**WHAT TO WORK ON**
The records below need to be restated word for word.

**RECORDS FOR THIS TASK**
************
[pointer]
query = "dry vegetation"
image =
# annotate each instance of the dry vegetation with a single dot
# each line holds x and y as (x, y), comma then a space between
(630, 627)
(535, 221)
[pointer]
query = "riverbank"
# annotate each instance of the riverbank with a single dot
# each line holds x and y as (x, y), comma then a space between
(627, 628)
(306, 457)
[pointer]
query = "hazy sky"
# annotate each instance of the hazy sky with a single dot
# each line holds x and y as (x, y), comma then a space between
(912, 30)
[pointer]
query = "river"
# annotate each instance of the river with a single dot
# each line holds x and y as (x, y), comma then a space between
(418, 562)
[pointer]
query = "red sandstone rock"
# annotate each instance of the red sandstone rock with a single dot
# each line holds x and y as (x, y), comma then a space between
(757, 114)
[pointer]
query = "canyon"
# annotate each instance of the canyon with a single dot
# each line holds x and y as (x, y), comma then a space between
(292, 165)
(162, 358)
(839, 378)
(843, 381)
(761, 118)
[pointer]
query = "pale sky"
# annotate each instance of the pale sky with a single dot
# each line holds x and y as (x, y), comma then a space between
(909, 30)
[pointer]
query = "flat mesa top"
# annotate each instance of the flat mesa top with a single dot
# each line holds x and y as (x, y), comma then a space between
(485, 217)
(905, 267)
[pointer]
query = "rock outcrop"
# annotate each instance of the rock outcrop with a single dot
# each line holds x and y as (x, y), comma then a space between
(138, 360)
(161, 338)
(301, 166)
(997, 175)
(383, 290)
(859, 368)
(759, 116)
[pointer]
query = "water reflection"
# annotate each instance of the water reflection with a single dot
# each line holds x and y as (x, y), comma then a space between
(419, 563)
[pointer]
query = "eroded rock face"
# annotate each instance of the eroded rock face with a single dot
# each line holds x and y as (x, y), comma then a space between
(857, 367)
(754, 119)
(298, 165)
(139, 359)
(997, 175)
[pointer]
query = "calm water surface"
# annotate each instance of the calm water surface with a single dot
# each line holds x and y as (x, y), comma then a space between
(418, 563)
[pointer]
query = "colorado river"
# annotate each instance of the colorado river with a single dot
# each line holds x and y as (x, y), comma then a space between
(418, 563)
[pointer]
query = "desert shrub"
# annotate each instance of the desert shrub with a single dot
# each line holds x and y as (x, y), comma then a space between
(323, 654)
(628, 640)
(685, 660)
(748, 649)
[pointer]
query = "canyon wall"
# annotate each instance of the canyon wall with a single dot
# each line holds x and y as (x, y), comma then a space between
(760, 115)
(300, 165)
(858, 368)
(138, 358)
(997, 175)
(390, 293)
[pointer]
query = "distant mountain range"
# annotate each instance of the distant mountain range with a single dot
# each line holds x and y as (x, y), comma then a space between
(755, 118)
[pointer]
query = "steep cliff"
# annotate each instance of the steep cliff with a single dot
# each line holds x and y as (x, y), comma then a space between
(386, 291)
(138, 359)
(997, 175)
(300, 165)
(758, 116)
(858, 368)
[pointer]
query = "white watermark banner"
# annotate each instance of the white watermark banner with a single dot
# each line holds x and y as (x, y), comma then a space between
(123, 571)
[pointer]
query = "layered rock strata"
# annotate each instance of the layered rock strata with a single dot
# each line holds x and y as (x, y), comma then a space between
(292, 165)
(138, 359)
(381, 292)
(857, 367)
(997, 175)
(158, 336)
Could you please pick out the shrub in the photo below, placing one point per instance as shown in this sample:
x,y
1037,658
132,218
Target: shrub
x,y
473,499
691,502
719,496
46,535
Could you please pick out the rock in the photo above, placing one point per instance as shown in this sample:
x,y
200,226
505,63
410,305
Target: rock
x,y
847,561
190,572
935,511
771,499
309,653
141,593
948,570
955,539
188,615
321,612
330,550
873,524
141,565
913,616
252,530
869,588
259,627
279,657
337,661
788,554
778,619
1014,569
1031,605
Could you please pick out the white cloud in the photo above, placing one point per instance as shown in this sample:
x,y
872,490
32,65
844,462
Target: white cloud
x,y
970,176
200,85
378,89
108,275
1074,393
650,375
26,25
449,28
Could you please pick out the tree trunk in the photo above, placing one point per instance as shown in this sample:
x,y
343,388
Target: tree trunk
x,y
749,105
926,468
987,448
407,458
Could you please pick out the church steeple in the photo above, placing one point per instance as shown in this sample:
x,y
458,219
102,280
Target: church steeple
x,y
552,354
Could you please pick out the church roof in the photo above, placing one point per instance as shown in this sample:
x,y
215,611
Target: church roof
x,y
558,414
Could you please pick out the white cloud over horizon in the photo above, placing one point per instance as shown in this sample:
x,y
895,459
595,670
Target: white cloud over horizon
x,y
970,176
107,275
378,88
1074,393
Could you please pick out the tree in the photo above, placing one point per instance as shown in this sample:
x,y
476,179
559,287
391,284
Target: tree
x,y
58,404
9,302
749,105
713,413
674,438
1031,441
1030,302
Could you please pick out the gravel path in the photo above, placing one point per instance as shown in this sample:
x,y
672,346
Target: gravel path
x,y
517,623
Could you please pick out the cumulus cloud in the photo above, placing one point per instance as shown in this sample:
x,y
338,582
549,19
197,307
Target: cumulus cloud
************
**TASK RESPONSE**
[pointer]
query = "dry vegetation"
image =
# annotate each instance of the dry vegetation with a single dot
# each line holds x and y as (x, y), comma then a space between
(630, 627)
(535, 221)
[pointer]
query = "riverbank"
# annotate each instance of the riverbank with a single dot
# each line holds x and y as (x, y), comma then a space between
(627, 628)
(306, 457)
[pointer]
query = "hazy sky"
# annotate each instance of the hazy sky with a single dot
# each line holds x and y as (x, y), comma then a space between
(912, 30)
[pointer]
query = "river"
# annotate each instance of the river with a single dot
# each line holds x and y as (x, y), comma then a space between
(418, 562)
[pointer]
query = "red sandstone rock"
# annotate each instance of the red sandstone rock with a single dot
# each line holds x and y as (x, y), comma then a space between
(757, 114)
[pointer]
query = "canyon"
# annotate each instance of the canyon with a single dot
# each line holds x and y as (x, y), comma then a space between
(292, 165)
(162, 358)
(839, 378)
(843, 381)
(761, 118)
[pointer]
query = "pale sky"
# annotate each instance of the pale sky with a single dot
# each line holds x and y as (x, y), comma then a space between
(909, 30)
[pointer]
query = "flat mesa top"
# annotate each instance of the flat mesa top with a single dot
# each line holds x and y as (x, y), comma then a space between
(485, 217)
(905, 267)
[pointer]
query = "rock outcrop"
# annotate each instance of the rock outcrop with a single dot
# each line holds x and y as (x, y), comma then a space between
(138, 360)
(161, 338)
(301, 166)
(997, 175)
(383, 290)
(859, 368)
(759, 116)
[pointer]
query = "water reflection"
# annotate each instance of the water reflection with a single dot
# each line holds x and y as (x, y), comma then a space between
(419, 563)
[pointer]
query = "eroded rock face"
# annotate each instance of the eroded rock face with a single dot
# each line holds x and y as (x, y), comma then a space between
(857, 367)
(754, 119)
(298, 165)
(139, 359)
(997, 175)
[pointer]
query = "calm water surface"
# annotate each instance of the calm water surface with a single dot
# each line holds x and y as (x, y), comma then a space between
(418, 563)
[pointer]
query = "colorado river"
# annotate each instance of the colorado river with a single dot
# each line holds x and y as (x, y), comma then a space between
(418, 563)
[pointer]
query = "desert shrub"
# annotate each instance of the desert shrub with a single dot
# each line holds x and y as (x, y), comma then a space between
(323, 654)
(628, 640)
(685, 660)
(748, 649)
[pointer]
query = "canyon wall"
# annotate each instance of the canyon wall with a single dot
# each line holds x and y as (x, y), comma then a space between
(760, 115)
(300, 165)
(858, 368)
(138, 358)
(997, 175)
(390, 293)
[pointer]
query = "distant mountain range"
# annotate each instance of the distant mountain range with a single dot
# each line holds x and y as (x, y), comma then a space between
(755, 118)
[pointer]
query = "steep cliff"
# annotate each instance of the steep cliff with a single dot
# each line holds x and y as (x, y), comma then a space between
(386, 291)
(138, 359)
(997, 175)
(300, 165)
(758, 116)
(858, 368)
[pointer]
query = "white watermark banner"
# annotate each instance of the white watermark banner with a single dot
# each line holds x and y as (x, y), comma then a space between
(123, 571)
[pointer]
query = "layered rock strata"
# annotate each instance of the layered rock strata with a single dot
# each line holds x and y as (x, y), comma then a space between
(292, 165)
(138, 359)
(381, 292)
(857, 367)
(997, 175)
(158, 336)
Could you please pick out the shrub in the photo below, placing one point per instance as shown in this sample:
x,y
1037,658
132,218
Target: shrub
x,y
473,499
691,502
719,496
46,535
Could you please pick out the rock in the photo above, placing one point per instance as shown in this sample:
x,y
200,226
505,63
410,305
Target: rock
x,y
847,561
190,572
935,511
771,499
309,653
141,593
948,570
955,539
188,615
321,612
330,550
873,524
141,565
913,616
252,530
869,588
259,627
279,657
337,661
788,554
778,619
1014,569
1031,605
Could you please pick out the white cloud in the photo above, placing one point per instance as shown in this sample:
x,y
872,490
32,65
844,462
Target: white cloud
x,y
970,176
200,85
378,89
108,275
1074,393
650,375
26,25
449,28
Could you please pick out the tree trunk in the photo above, placing one point per instance as shown in this sample:
x,y
343,388
Target: tree trunk
x,y
749,105
926,468
987,448
407,458
Could you please pick out the church steeple in the photo above, placing one point per instance as shown in this sample:
x,y
458,219
102,280
Target: church steeple
x,y
552,354
Could you please pick out the church roof in the photo above, placing one point per instance as shown in this sample:
x,y
215,611
Target: church roof
x,y
558,414
Could you please pick out the white cloud over horizon in the photo above, placing one point per instance as shown in this sample:
x,y
895,459
595,670
Target: white cloud over horizon
x,y
970,176
107,275
378,88
1074,393
Could you please pick out the tree in the photo above, placing one point per instance as shown in this sample:
x,y
476,179
559,287
391,284
Target: tree
x,y
58,404
9,302
749,105
713,413
674,438
1031,441
1030,302
Could you please pick out the gravel path in the photo above, placing one point per instance as shown in this sample:
x,y
672,346
Target: gravel path
x,y
517,623
Could you please pick out the cumulus cloud in the photo above, placing one point per instance as shown in this sample:
x,y
338,582
549,19
197,307
Target: cumulus cloud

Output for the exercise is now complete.